-- start Record excerpts --
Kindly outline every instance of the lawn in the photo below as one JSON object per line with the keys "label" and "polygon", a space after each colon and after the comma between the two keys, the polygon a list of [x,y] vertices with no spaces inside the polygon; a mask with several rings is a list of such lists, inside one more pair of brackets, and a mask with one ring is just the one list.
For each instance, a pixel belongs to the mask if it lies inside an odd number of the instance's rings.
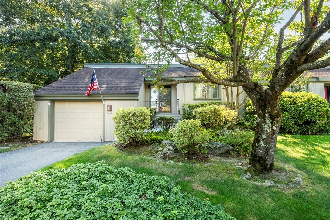
{"label": "lawn", "polygon": [[[184,159],[184,165],[166,165],[109,145],[76,154],[43,170],[103,160],[138,173],[167,176],[186,192],[202,199],[209,198],[214,204],[222,204],[226,212],[238,219],[330,219],[330,135],[280,135],[276,153],[275,169],[289,168],[302,174],[301,187],[281,190],[258,186],[243,180],[242,170],[214,159],[192,162],[201,164],[198,166]],[[211,165],[203,165],[207,163]]]}

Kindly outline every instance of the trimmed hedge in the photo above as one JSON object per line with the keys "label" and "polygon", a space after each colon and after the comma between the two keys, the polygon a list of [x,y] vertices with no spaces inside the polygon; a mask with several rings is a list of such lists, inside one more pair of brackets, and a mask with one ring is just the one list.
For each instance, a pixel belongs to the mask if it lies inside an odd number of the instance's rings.
{"label": "trimmed hedge", "polygon": [[201,107],[205,107],[212,105],[217,106],[226,106],[226,103],[221,102],[198,102],[194,104],[184,103],[182,104],[182,119],[189,120],[196,119],[193,111],[194,109]]}
{"label": "trimmed hedge", "polygon": [[0,81],[2,135],[5,134],[12,141],[19,141],[24,131],[32,130],[32,119],[37,110],[34,88],[34,85],[29,83]]}
{"label": "trimmed hedge", "polygon": [[199,147],[206,140],[199,120],[182,120],[170,130],[172,140],[179,151],[188,155],[195,155]]}
{"label": "trimmed hedge", "polygon": [[102,161],[31,173],[0,188],[4,219],[235,219],[168,177]]}
{"label": "trimmed hedge", "polygon": [[115,135],[118,142],[132,146],[141,143],[145,135],[145,130],[150,127],[150,112],[145,107],[119,109],[113,118]]}
{"label": "trimmed hedge", "polygon": [[[319,95],[284,92],[279,104],[283,114],[280,133],[303,135],[330,132],[329,104]],[[246,106],[243,120],[246,126],[255,128],[256,115],[251,102]]]}
{"label": "trimmed hedge", "polygon": [[173,117],[162,116],[156,118],[156,122],[164,130],[173,128],[178,124],[178,119]]}
{"label": "trimmed hedge", "polygon": [[211,129],[232,128],[237,118],[234,110],[215,105],[195,109],[193,113],[204,127]]}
-- end Record excerpts --
◆ What you are asked to do: Write out all of the entries above line for line, without changing anything. Leave the pictures out of your copy.

◆ Task solution:
Kindly outline every instance of the lawn in the photo below as one JSON object per line with the keys "label" and "polygon", a space after each colon and after the comma between the two keys, the polygon a list of [x,y] vertices with no spaces inside the polygon; a mask with several rings is a list of such lists, inside one more pair of brackets, and a mask with one ring is just the one list.
For each instance, a pixel belongs to the mask if it lies inside an odd number of the instance's rings.
{"label": "lawn", "polygon": [[[184,159],[184,165],[166,165],[109,145],[76,154],[43,170],[103,160],[138,173],[167,176],[186,192],[202,199],[209,198],[214,204],[222,204],[226,212],[238,219],[330,219],[330,135],[280,135],[276,153],[275,169],[289,168],[302,174],[301,187],[281,190],[258,186],[243,180],[242,170],[214,159],[192,162],[201,164],[198,166]],[[211,165],[203,165],[207,163]]]}

Kindly outline every instance of the trimmed hedge in the photo above as one JSON object per line with the keys "label" and "polygon", a space after each colon and after the comma between the two keys, the polygon a list of [x,y] vertices with no spaces inside the polygon; a mask with several rings is a list of such lists, inside one more pair of brackets, and a mask with one ring is just the one list.
For each instance, a pixel belongs to the mask if it lies inside an odd number of the instance's rings.
{"label": "trimmed hedge", "polygon": [[201,107],[205,107],[212,105],[217,106],[226,106],[226,103],[221,102],[198,102],[194,104],[184,103],[182,104],[182,119],[189,120],[196,119],[193,111],[194,109]]}
{"label": "trimmed hedge", "polygon": [[0,81],[2,135],[5,134],[12,141],[19,141],[24,131],[32,130],[32,119],[37,110],[34,88],[34,85],[29,83]]}
{"label": "trimmed hedge", "polygon": [[199,147],[206,140],[199,120],[182,120],[170,130],[172,140],[179,151],[188,155],[195,155]]}
{"label": "trimmed hedge", "polygon": [[102,161],[31,173],[0,188],[4,219],[235,219],[168,177]]}
{"label": "trimmed hedge", "polygon": [[115,135],[118,142],[132,146],[141,143],[145,135],[145,130],[150,127],[150,112],[145,107],[119,109],[113,118]]}
{"label": "trimmed hedge", "polygon": [[[319,95],[284,92],[279,104],[283,114],[280,133],[303,135],[330,132],[329,104]],[[246,106],[243,120],[246,126],[255,128],[256,115],[251,102]]]}
{"label": "trimmed hedge", "polygon": [[173,117],[162,116],[156,118],[156,122],[164,130],[173,128],[178,124],[178,119]]}
{"label": "trimmed hedge", "polygon": [[211,129],[232,128],[237,118],[234,110],[215,105],[195,109],[193,113],[204,127]]}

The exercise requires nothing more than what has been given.